→ **DOCUMENT EXTRACT**

========

The court held that the respondents had failed in their duty of failing to stop the processes and activities that contribute to the pollution of the rivers, which infringed on the petitioners’ right to a clean and healthy environment.
However, what may have gone unnoticed at the time is the judge’s by-the-way statement made as she delivered her judgment. Justice Bor referred to the rights of nature approach adopted by New Zealand in granting the Whanganui River legal personality, and the decision by the Supreme Court of Columbia in recognising that the Amazon River has rights deserving protection. She pointed out that these are some of the creative and effective approaches adopted globally to deal with pollution. While the learned judge did not in this instance recognise the rights possessed by the Nairobi and Athi rivers, her decision points to the increasing awareness of the need to adopt a different approach in protecting the environment.
The rights of nature approach
The rights of nature approach propounds that ecosystems should have legal personalities that give them the right to defend themselves against environmental deterioration or climate change. This approach emphasises that ecosystems have the right to flourish and organically evolve without human interference. Early proponents of the rights of nature approach include Christopher Stone, who in his book Should Trees Have Standing?: Law, Morality and Environment, suggests that natural resources such as rivers should have the ability to:
- lodge a suit against a polluter in the river’s name;
- hold the polluter liable for changing its state from oxygenated to polluted and lifeless; and
- obtain judgment in the river’s favour where any monetary sums paid would be used in restoring the river rather than compensating the residents of the area who have been affected by the pollution.
As such, according nature legal personhood signifies that nature has a set of legal rights akin to human rights. However, unlike human rights, the rights of nature do not ascribe civil and political rights but comprise of three main elements: the right to sue and be sued; the right to own property; and the right to enter and enforce legal contracts.

========

→ **INFORMATION PROVIDED**
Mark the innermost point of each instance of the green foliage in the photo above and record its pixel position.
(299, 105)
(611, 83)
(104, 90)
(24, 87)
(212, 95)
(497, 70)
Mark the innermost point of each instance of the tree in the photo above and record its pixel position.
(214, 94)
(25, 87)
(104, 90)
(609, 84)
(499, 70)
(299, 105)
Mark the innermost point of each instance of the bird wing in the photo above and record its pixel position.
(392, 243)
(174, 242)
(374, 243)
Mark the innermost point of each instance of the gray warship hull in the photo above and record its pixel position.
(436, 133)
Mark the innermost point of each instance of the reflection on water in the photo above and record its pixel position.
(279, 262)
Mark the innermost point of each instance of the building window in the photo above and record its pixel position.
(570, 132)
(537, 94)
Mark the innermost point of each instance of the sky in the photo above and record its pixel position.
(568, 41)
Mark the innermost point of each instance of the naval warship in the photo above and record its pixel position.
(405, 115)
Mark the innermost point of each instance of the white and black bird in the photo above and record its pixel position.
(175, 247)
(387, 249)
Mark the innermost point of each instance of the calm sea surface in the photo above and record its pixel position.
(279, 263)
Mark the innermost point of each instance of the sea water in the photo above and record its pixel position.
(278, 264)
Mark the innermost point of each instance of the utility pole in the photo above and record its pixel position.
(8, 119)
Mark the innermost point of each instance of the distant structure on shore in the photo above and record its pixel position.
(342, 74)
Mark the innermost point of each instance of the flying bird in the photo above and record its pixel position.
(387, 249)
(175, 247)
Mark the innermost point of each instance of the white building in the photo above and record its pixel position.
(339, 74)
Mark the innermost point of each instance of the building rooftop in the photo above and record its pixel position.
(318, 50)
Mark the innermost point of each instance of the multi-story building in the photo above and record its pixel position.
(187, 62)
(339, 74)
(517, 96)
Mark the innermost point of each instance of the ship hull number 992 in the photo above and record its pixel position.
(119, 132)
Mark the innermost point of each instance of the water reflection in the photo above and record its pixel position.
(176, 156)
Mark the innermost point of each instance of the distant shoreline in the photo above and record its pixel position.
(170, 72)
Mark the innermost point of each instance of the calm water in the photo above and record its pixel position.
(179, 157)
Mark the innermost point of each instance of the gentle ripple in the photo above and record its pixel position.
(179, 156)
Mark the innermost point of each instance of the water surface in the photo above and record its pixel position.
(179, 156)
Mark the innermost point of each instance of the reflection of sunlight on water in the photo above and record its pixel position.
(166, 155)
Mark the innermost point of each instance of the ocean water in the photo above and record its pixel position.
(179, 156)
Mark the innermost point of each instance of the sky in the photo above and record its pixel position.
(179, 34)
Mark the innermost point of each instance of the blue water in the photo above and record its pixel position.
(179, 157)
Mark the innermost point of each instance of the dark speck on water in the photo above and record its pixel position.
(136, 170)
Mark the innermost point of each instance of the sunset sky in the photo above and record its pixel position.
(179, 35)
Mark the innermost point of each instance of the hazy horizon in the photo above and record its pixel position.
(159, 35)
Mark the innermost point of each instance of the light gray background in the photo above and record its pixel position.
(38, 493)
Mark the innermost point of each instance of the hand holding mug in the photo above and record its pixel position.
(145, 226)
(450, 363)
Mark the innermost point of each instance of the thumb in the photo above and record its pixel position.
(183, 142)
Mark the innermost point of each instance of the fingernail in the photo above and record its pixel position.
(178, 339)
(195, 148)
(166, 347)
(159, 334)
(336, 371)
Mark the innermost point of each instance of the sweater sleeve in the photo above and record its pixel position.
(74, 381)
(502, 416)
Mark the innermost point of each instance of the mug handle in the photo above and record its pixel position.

========

→ **SET OF TASKS**
1. Copy the stretch of the rights of nature passage from "However, what may" through "protecting the environment.".
2. List every river named in the rights of nature passage.
3. Pick up the rights of nature passage after its last sentence and keep writing.
The lines after the passage on the rights of nature are separate material.

→ **ANSWERS TO THE EXERCISES**
1.
However, what may have gone unnoticed at the time is the judge’s by-the-way statement made as she delivered her judgment. Justice Bor referred to the rights of nature approach adopted by New Zealand in granting the Whanganui River legal personality, and the decision by the Supreme Court of Columbia in recognising that the Amazon River has rights deserving protection. She pointed out that these are some of the creative and effective approaches adopted globally to deal with pollution. While the learned judge did not in this instance recognise the rights possessed by the Nairobi and Athi rivers, her decision points to the increasing awareness of the need to adopt a different approach in protecting the environment.

2. Nairobi river, Athi river, Whanganui River, Amazon River

3.
International examples
Such an approach is increasingly being adopted in different parts of the world. It has been adopted in India where the High Court of Uttarakhand declared the Ganga River and Yamuna River to be living entities with corresponding rights, duties and liabilities to those of a living person. The court treated the two rivers as minors and therefore appointed guardians to conserve, protect and preserve them. More recently, in April 2022, the Madras High Court in India held that Mother Nature has all corresponding rights, duties and liabilities of a living person, and should therefore be treated as such. In Ecuador, the constitution provides that nature has the right to integral respect, maintenance and regeneration of its life cycles, structure, functions and evolutionary processes. The Constitutional Court has recognised and upheld the rights of the Los Cedros Forest by revoking mining permits issued to mining corporations to conduct exploratory mining in Los Cedros, arguing that the mining activities threatened the biodiversity and fragile ecosystems of the forest. In this instance, the court called for the adoption of precautionary and restrictive measures to protect the forest.
In Columbia, the courts have declared both the Amazon Forest and the Atrato River to be legal entities with the right to protection, conservation, maintenance and restoration by the state. On its part, New Zealand enacted the Te Awa Tupua (Whanganui River Claims Settlement) Act 2017 (Act) which stipulates that the Whanganui River is a living entity and a legal person. The Act establishes the river’s guardian body to act and speak for the river and to promote and protect the environmental, social, cultural, and economic health and well-being of the river. The Act also establishes a strategy group comprising community representatives, local authorities, the Government, commercial and recreational users and environmental groups whose purpose is to act collaboratively to advance the health and well-being of the river. The guardians administer a fund, Te Korotete, which provides financial support to the well-being of the Whanganui River. In the US, Lake Mary Jane, Lake Hart, the Crosby Island Marsh, and two streams have filed a suit against Orange County, seeking to protect themselves from the rampant construction and development in the region which threatens the ecosystems’ existence.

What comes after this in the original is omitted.